### REQUIRED TASK
Rewrite everything from the line containing "query | circular concrete platform" down to the end of the items, swapping "photo" for "image" and changing nothing else. Leave the pictures out of your answer.

>> Begin DATA RECORDS

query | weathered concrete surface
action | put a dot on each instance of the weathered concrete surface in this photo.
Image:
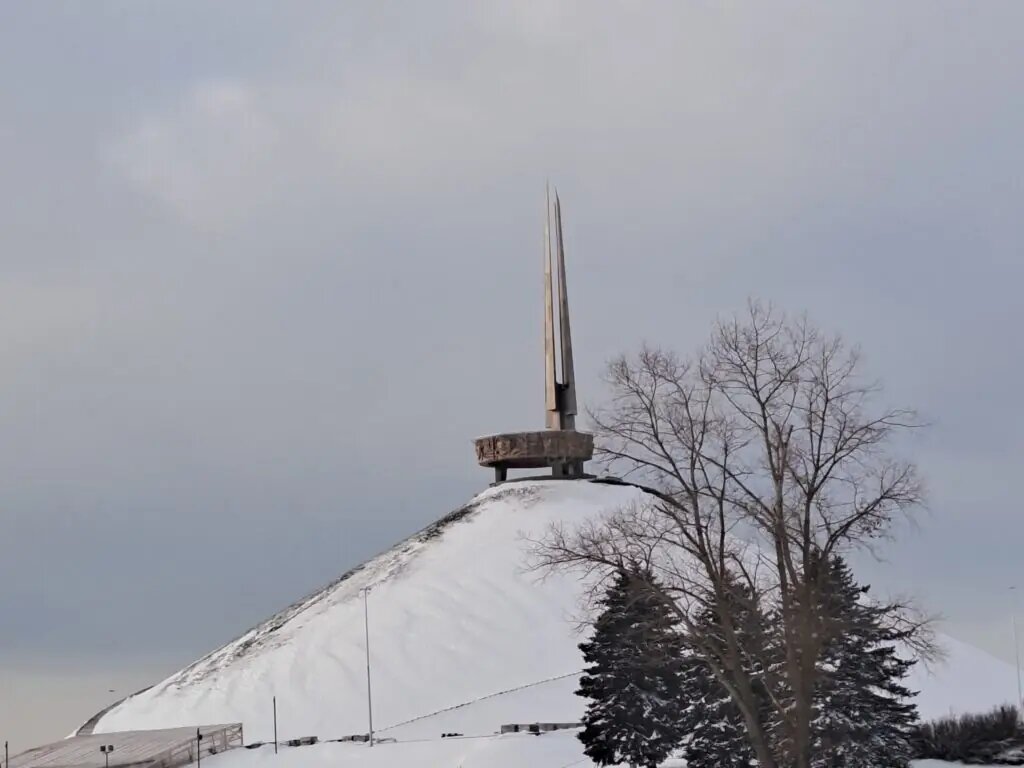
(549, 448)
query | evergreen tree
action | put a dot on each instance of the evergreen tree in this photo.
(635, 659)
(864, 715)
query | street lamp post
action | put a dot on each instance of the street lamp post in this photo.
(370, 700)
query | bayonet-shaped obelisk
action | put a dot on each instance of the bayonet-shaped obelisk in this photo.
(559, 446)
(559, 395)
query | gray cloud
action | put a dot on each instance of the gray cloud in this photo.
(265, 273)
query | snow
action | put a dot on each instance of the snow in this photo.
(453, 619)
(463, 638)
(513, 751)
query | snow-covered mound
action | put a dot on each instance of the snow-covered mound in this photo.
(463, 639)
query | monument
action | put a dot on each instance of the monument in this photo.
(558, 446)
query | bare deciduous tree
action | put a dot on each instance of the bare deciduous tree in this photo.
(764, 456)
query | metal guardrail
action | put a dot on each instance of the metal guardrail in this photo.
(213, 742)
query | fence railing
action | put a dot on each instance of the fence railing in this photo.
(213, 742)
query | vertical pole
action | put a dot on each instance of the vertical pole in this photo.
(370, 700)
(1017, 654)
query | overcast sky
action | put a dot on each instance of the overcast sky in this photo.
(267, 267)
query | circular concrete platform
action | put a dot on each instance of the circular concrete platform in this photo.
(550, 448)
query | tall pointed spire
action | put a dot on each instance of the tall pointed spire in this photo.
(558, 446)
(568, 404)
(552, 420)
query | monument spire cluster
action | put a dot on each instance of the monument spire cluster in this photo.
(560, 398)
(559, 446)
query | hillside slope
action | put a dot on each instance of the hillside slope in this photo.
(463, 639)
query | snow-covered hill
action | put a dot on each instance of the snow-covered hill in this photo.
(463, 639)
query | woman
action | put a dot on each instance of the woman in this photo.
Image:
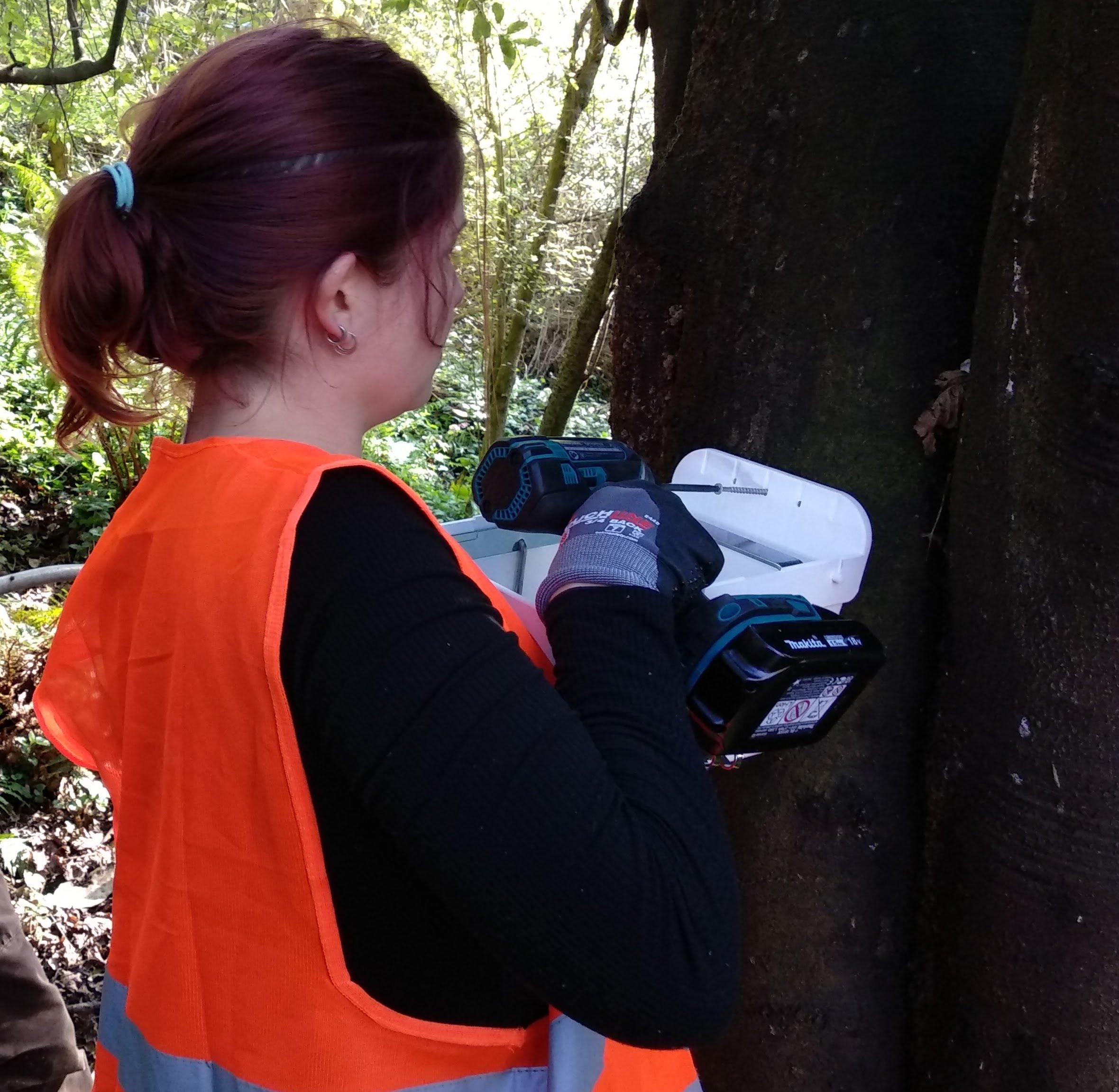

>> End DATA RECORDS

### CORRECT ANSWER
query | circular concrete platform
action | put a dot on each instance of the circular concrete platform in this image.
(550, 448)
query | tall pointed spire
action | put a dot on each instance of the tall pointed spire in this image.
(558, 446)
(568, 404)
(552, 420)
query | monument spire cluster
action | put a dot on each instance of the monument spire cluster in this image.
(560, 398)
(559, 446)
query | hillside slope
action | put a dot on each instance of the hillside slope in this image.
(463, 639)
query | snow-covered hill
action | put a dot on each instance of the snow-covered hill in this image.
(463, 639)
query | woman
action | put a dot on each instance of the woman in this image.
Image:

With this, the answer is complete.